[Problem description]
Answer these questions from the article on in-car entertainment below.
(a) About how long was the drive to LAX?
(b) What vehicle did Victoria trade in for the van?
(c) Which three things does the writer's car lack?
====== Extract ======
Advertisement

Not Ready for Prime Time Driving

Share

The drive wasn’t that long, as road trips go . . . an hour maybe, crawling along the 405 to LAX from the San Fernando Valley.

I was in the driver’s seat, ferrying my friend and her two daughters to catch a plane. Kim and I didn’t mind the traffic jam. There was plenty of time before their flight; we passed the hour on the road chatting amiably.

But I couldn’t help but notice the sighs of boredom floating up from the back seat. “How long?” the little one asked, as we headed up the hill, barely out of the Valley. “Are we almost there?”

Advertisement

I realized then how primitive my car must seem to them . . . how utterly un-entertaining. Unlike theirs, mine has no Nintendo. No VCR. No TV.

*

They have been hot sellers since their debut last fall, these rolling family rooms with the comforts of home.

They are minivans outfitted like limousines, with tinted windows and leather upholstery, separate climate zones and reclining seats. And a built-in VCR and television screen.

No longer must children settle for the typical road trip amusements of our youth . . . the endless games of “I Spy. . . ,” the tally of out-of-state license plates.

Today’s in-car entertainment has gone high-tech. So mom and dad can groove to Natalie Cole on the radio, while the little ones are watching a movie or playing Donkey Kong, and the teenager is reclining in her third-row seat, hooked up by headphones to her Lauryn Hill CD.

Forget enjoying the scenery; we don’t even have to acknowledge one another’s existence.

One friend is horrified by the prospect. She cannot imagine “anesthetizing” her two young sons with television during what can be a great part of their day--the time they spend in the car together.

Advertisement

And that is, indeed, the party line among my social circle of soccer moms: “We fight daily against the scourge of television,” they proclaim. “We’re not about to let it invade the last bastion of family sanctity!”

It seems the hours we spend chauffeuring our children have become the kind of “quality time” the experts say our children need . . . in the absence, at least, of the quantity time our busy schedules do not allow.

We may not be around for mid-morning snuggles or milk-and-cookies in the afternoon. Evenings are crowded with homework, piano lessons, soccer practice, plans with friends. . . .

The car is the one place we’re forced to be together, distraction-less, to reconnect as a family; to slow down, despite the bustle of our days.

Still, somebody is buying those entertainment centers on wheels, and they’re not all derelict at parenting.

Count my friend Victoria among them. She’s a therapist who makes her living counseling broken families. She’s big on talking things out, on quality time, on communication as a family creed.

Advertisement

But she traded in her Explorer for a van equipped with a ceiling-mounted flip-down TV. “I just thought of all those hours I spend on the road, driving the kids to basketball tournaments and gymnastic meets, and how somebody’s always whining in the back seat.”
====== Records ======
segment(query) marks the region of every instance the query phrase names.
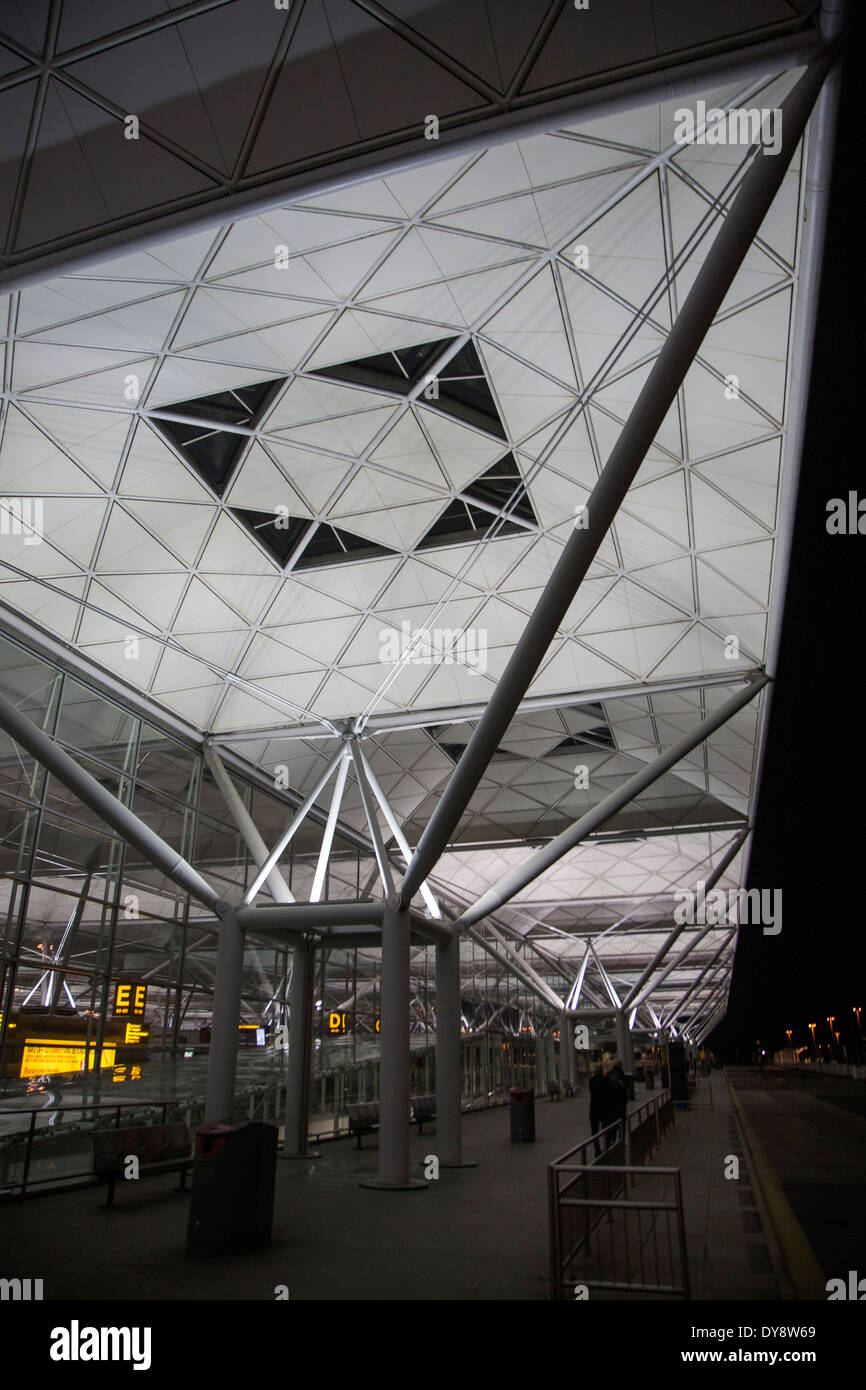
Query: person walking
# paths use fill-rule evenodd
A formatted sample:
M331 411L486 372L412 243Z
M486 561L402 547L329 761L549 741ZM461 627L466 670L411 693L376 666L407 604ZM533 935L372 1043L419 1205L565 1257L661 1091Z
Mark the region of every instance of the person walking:
M607 1118L605 1125L616 1125L610 1144L619 1144L624 1137L626 1111L628 1109L628 1081L623 1072L623 1063L614 1056L607 1073Z
M609 1123L610 1113L610 1083L605 1073L605 1063L596 1062L589 1077L589 1131L595 1144L595 1156L599 1158L601 1147L595 1138L598 1131Z

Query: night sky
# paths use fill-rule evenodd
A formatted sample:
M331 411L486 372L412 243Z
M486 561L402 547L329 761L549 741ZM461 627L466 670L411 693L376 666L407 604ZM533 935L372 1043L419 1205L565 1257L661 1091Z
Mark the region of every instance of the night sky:
M858 8L858 7L855 7ZM862 126L863 17L847 61L812 391L780 666L770 716L749 888L783 890L783 930L744 926L727 1019L709 1045L749 1061L755 1042L817 1040L835 1015L842 1042L866 1030L863 652L866 534L830 535L827 502L866 499L863 443ZM866 509L865 509L866 512ZM866 531L866 517L863 520Z

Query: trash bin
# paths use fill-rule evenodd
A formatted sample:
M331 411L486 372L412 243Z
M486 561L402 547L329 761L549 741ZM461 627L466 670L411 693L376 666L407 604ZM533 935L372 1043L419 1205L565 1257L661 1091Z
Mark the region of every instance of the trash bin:
M535 1091L512 1087L512 1138L524 1144L535 1143Z
M186 1251L267 1245L274 1225L275 1125L202 1125L196 1134Z

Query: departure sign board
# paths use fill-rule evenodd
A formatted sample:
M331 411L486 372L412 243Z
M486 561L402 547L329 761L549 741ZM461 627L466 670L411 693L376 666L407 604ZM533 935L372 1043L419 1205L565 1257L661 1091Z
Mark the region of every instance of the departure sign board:
M147 1002L146 984L118 984L114 990L114 1016L118 1019L140 1019Z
======
[Task output]
(a) About an hour.
(b) Her Explorer.
(c) A Nintendo, a VCR and a TV.